## Text provided
Pontiac LeMans

At first, the LeMans was offered as a 3-door hatchback and as a 4-door sedan. By 1989 more models were released that included a sportier LeMans GSE that was based on the Opel Kadett GSi 16V. The GSE version was offered in a monochromatic paint scheme in red, white or silver with 14" alloy wheels, fog lights and a rear spoiler making it quite a looker. The GSE also contained the Recaro-style seats of the European Opel Kadett. The Pontiac LeMans model name was applied to compact and intermediate-sized cars offered by the Pontiac division of General Motors from 1962 to 1981 in total. The LeMans was later replaced by the downsized Pontiac Bonneville by the 1982 model year. The LeMans was really just a rebadged version of the Opel Kadett and was in fact built by Daewoo of South Korea between 1988 and 1994. This was a replacement for Pontiac's T1000 and Acadian, which was sold in Canada. As it turned out, the model looked good on paper, but poor build quality hurt sales and the LeMans was discontinued after 1994 with no replacement. This is a prime example of what happens when the company does not consider the mechanical integrity of the vehicle. Once the word goes around that the model is a lemon, there is no coming back. However, the same cannot be said about the model turning up in popular culture. For example, in the movie The French Connection, Gene Hackman drives a 1970 LeMans during the famous chase scene. Also, in the movie Smokey and the Bandit, Jackie Gleason's character, Sheriff Buford T. Justice, drives a 1977 Pontiac LeMans. And lastly, in the 1968 film Night of the Living Dead, the opening shots of the movie shows a 1967 Pontiac LeMans being driven to a cemetery, which is oddly appropriate.

## Task to carry out
According to the text about the Pontiac LeMans, which car was the sportier LeMans GSE based on?

Natural-language object grounding data:
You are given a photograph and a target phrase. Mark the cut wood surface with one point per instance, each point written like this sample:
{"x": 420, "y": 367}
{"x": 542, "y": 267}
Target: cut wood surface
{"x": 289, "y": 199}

## Answer for the task
The Opel Kadett GSi 16V.